··· DATA TO USE ···

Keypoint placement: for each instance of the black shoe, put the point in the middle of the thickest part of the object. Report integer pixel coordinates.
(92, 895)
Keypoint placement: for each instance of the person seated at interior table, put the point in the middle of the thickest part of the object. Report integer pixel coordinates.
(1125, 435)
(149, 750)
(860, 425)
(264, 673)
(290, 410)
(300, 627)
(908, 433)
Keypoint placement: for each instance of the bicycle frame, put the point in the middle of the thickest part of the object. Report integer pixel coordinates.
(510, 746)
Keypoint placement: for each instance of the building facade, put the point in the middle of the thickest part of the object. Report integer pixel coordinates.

···
··· DATA TO USE ···

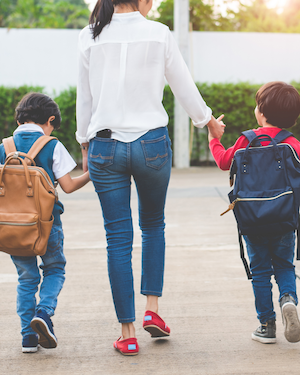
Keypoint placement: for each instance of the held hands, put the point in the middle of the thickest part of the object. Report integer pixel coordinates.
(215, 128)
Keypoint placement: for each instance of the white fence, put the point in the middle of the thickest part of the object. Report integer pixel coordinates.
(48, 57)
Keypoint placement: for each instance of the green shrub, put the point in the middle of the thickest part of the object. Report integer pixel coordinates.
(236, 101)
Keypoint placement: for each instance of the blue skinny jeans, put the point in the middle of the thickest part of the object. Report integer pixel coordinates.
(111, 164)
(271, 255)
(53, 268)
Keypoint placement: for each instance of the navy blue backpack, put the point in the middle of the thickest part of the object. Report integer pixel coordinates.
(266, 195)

···
··· DATA TO USE ···

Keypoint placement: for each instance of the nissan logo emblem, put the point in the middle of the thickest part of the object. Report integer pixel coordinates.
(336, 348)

···

- [WHAT NEEDS TO BE DONE]
The range runs from the line with "Keypoint placement: for each instance of the black" up to and including the line with "Keypoint placement: for each instance of the building" in the listing above; please write out exactly those lines and nothing more.

- [EXPECTED ANSWER]
Keypoint placement: for each instance of the black shoe, put the point in the middle of the thickest part of the object. Report integer pixel coordinates.
(92, 895)
Keypoint placement: for each instance of the person seated at interior table, put the point in the middle of the thickest part of the object. Report integer pixel coordinates.
(1125, 435)
(149, 750)
(860, 425)
(264, 673)
(290, 410)
(300, 627)
(908, 433)
Keypoint placement: for each instance of the bicycle frame, put the point in the middle of the thickest part of the object. Report integer pixel coordinates.
(510, 746)
Keypoint placement: for each instance of the building facade, put the point in the middle of the thickest part of the object. Report integer pixel coordinates.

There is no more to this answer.